WHAT TO PRODUCE
Continue the news article about marijuana research from its last sentence.

TEXT SECTION
Segment Open
RESEARCHERS INTEND TO FIND OUT WHETHER POT IS GOOD MEDICINE

California Researchers Will Receive $9 Million During The Next Three Years 
To Conduct Marijuana Studies

SAN DIEGO -- Maybe the smoke is about to clear in the debate over medical 
marijuana.

Few ideas, it seems, are so firmly held by the public and so doubted by the 
medical profession as the healing powers of pot. But at last, researchers 
are tiptoeing into this field, hoping to prove once and for all whether 
marijuana really is good medicine.

To believers, marijuana's benefits are beyond discussion: Pot eases pain, 
settles the stomach, builds weight and steadies spastic muscles. It 
relieves PMS, glaucoma, itching, insomnia, arthritis, depression, 
childbirth, attention deficit disorder and ringing in the ears.

Marijuana is a powerful and needed medicine, they say, tragically withheld 
by misplaced phobia about drug addiction.

However, the drive to legalize medical marijuana is based almost entirely 
on the testimonials of sick people who swear it makes them feel better. 
Those stories are not the kind of dispassionate experimentation that drives 
medical thinking.

"We lack evidence that there is something unique about marijuana, other 
than an impressive number of anecdotal reports," says Dr. Billy Martin, 
chief of pharmacology at the Medical College of Virginia.

Pot has many effects on the body, including some that are probably 
worthwhile. But does it substantially relieve human suffering? And if so, 
is it any better than medicines already in drugstores?
Segment Closed
DATA UNDER STUDY
Segment Open
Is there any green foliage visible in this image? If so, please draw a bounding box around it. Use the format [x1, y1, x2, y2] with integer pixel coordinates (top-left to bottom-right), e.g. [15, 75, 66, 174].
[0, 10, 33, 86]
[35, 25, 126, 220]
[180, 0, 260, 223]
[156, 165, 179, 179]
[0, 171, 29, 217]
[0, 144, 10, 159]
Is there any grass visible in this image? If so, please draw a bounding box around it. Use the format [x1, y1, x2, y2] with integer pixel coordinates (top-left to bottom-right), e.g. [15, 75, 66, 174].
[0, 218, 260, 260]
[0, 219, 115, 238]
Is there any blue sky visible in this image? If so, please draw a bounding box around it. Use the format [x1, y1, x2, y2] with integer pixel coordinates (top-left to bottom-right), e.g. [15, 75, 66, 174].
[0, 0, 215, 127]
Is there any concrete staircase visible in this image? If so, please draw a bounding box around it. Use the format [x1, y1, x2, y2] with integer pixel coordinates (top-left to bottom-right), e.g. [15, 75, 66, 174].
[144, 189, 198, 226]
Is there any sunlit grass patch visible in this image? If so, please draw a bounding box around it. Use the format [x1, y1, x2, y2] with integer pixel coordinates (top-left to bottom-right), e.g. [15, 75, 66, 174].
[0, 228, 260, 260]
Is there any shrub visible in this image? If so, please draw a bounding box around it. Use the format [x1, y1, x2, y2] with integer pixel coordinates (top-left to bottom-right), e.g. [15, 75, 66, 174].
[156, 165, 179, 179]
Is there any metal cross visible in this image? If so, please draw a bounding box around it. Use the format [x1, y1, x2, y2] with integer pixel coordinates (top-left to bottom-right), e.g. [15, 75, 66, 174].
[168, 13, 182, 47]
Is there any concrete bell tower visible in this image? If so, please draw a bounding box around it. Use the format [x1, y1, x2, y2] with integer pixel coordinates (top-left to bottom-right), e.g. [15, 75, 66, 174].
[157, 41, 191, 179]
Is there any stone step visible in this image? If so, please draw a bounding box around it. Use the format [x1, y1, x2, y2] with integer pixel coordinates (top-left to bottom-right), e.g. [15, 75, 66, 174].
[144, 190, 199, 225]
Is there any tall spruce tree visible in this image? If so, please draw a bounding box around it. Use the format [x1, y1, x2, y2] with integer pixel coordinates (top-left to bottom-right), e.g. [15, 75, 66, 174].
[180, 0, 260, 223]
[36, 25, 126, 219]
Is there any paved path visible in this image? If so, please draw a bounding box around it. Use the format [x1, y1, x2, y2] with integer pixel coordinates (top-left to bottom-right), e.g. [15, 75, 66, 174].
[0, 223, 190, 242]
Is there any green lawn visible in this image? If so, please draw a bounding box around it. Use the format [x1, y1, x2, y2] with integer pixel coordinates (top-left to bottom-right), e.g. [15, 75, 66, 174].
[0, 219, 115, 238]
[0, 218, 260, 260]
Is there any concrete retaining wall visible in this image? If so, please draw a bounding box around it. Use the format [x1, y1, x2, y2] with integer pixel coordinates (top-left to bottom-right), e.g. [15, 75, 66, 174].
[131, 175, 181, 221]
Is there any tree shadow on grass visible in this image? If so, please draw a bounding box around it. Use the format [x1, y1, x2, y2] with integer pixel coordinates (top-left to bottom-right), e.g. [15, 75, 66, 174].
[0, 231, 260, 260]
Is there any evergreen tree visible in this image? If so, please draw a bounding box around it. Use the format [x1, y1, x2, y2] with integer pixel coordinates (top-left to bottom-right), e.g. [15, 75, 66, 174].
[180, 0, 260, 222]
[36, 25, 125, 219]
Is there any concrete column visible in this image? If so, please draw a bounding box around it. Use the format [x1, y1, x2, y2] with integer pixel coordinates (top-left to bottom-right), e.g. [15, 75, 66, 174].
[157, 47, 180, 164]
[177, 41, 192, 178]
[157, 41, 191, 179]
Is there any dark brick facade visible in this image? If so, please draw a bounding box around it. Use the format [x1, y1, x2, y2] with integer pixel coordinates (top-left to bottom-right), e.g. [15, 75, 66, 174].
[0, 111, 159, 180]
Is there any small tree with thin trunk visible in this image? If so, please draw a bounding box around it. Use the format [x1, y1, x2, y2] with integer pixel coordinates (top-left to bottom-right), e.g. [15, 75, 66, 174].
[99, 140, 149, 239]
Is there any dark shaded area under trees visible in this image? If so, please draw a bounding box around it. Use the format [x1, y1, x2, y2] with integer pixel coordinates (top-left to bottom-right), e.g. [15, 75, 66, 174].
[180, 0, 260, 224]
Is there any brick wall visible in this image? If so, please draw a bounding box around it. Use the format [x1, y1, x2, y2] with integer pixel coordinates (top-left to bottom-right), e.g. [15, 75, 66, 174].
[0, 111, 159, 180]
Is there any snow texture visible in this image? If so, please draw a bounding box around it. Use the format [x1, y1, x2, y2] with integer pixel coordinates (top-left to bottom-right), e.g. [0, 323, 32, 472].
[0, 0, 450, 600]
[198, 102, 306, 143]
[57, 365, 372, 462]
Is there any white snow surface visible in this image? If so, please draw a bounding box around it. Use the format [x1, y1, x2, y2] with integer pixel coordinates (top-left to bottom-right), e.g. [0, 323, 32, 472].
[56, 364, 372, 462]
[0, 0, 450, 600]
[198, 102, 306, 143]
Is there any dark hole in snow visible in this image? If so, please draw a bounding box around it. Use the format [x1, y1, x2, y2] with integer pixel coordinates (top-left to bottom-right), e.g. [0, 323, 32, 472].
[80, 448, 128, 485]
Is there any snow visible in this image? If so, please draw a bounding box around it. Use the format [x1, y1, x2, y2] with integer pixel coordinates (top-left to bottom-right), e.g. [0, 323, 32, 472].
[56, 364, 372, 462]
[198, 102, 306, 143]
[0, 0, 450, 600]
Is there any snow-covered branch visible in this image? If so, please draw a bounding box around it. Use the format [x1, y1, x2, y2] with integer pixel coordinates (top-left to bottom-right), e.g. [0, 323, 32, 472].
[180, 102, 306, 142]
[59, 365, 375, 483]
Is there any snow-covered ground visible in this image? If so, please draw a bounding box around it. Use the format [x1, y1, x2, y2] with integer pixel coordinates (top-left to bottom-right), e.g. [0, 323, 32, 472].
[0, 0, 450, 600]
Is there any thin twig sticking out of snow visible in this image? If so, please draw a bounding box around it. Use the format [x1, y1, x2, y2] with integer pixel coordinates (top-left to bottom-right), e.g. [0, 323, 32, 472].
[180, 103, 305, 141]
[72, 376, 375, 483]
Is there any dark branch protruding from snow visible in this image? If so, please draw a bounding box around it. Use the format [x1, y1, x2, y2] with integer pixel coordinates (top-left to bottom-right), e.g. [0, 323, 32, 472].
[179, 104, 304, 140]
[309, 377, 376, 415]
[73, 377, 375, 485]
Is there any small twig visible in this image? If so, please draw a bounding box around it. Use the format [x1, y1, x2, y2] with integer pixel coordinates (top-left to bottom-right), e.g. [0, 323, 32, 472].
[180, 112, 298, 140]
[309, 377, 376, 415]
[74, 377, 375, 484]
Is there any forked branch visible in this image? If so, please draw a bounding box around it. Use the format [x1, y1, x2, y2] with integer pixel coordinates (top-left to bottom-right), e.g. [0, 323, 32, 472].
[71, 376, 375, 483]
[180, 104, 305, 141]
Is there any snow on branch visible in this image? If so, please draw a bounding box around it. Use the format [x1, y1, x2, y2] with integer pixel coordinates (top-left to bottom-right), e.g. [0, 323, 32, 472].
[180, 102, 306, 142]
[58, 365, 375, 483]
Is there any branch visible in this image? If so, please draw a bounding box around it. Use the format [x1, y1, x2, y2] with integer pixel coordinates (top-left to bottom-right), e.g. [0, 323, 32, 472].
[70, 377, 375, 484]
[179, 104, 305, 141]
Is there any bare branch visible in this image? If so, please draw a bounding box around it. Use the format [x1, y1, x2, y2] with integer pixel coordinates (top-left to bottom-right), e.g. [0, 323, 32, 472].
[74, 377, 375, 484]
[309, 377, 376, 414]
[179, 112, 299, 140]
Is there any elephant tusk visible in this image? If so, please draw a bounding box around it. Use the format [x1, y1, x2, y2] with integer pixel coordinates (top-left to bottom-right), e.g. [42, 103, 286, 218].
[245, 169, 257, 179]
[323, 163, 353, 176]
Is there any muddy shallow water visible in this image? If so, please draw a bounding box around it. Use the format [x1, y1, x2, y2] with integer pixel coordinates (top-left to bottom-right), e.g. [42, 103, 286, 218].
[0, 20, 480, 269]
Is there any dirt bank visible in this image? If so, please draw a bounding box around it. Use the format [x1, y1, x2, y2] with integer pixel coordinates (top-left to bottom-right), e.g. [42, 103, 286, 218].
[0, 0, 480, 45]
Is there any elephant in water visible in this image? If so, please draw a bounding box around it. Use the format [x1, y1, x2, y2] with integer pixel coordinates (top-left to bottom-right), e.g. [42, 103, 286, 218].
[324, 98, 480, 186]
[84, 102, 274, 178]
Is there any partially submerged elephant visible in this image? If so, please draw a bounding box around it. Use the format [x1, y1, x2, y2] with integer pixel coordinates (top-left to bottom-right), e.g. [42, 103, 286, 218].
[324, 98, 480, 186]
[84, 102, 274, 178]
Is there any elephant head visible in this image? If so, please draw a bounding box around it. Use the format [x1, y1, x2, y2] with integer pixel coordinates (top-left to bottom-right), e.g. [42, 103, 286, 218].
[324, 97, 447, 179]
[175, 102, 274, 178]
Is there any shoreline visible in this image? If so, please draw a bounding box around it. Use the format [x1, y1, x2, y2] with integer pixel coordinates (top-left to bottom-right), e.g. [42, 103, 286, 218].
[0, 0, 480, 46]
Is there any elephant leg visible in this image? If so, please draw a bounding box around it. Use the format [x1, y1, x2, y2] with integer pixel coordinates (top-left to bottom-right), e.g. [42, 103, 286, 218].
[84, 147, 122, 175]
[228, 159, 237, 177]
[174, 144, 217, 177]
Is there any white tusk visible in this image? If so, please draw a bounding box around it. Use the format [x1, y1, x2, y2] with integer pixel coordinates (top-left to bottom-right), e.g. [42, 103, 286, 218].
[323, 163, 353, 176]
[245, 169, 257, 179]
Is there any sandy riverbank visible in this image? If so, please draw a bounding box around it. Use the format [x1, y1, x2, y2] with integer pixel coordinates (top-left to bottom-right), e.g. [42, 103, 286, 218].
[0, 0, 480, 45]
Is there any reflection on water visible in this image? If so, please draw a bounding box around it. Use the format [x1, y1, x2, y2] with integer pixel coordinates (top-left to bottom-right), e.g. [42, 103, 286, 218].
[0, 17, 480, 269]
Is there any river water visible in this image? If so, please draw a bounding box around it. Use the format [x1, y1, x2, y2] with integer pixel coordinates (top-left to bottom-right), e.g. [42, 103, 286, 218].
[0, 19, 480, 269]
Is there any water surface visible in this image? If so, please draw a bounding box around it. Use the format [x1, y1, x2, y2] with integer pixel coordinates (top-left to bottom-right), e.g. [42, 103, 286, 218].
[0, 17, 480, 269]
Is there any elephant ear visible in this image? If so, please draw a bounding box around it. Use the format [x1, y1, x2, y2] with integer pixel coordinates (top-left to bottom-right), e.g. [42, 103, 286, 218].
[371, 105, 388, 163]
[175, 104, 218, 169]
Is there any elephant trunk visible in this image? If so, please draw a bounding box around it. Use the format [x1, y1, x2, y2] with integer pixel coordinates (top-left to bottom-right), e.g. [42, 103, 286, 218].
Segment Closed
RESPONSE
For the first time in at least two decades, marijuana the medicine is being 
put to the test. Scientists say they will try to hold marijuana to the same 
standards as any other drug, to settle whether its benefits match its mystique.

Given marijuana's recreational uses and abuses, people in this field are 
eager to come across as serious scientists experimenting with a serious 
medicine. (Even marijuana's usual reason to be -- the high -- is dismissed 
as a mere side effect, and probably an unwanted one at that.)

One way to buff up a pharmaceutical's raffish image is to call it something 
else. When the University of California-San Diego started the first 
institute to study the medical uses of marijuana this year, they named it 
the Center for Medicinal Cannabis Research, using the botanical term for pot.

"We talked about it a lot," says Dr. Igor Grant, the psychiatrist who heads 
the new center. "Marijuana is such a polarizing name. We don't want this 
institute to be caught in the cross-fire between proponents and 
antagonists. Ultimately, if cannabis drugs become medicine, they will 
almost certainly be known by that name, not marijuana.

The center will give out $9 million over the next three years to California 
researchers -- enough to underwrite six or seven marijuana studies a year, 
with each involving between 20 and 50 patients.

At least four other studies of the medical effects of marijuana are 
planned, three sponsored by the National Institutes of Health, one by 
California's San Mateo County.

The movement began in earnest in 1996, when California passed a referendum 
intended to make it legal. Alaska, Arizona, Hawaii, Maine, Oregon and 
Washington adopted similar laws, and Colorado and Nevada joined them in the 
November election.

"I was just so surprised at these policy decisions being made with so 
little scientific information," says Margaret Haney of Columbia University. 
"I'm not against the use of medical marijuana. There's just no data about 
its efficacy."

Four Primary Promising Uses

Most of the new research will probably focus on four main uses of marijuana 
that seem to hold the greatest promise:

Relieving severe nausea and vomiting caused by cancer chemotherapy. This is 
probably marijuana's best-known medical use. While it helps ease nausea, 
there is no research showing how it stacks up against anti-nausea drugs 
developed the past 15 years.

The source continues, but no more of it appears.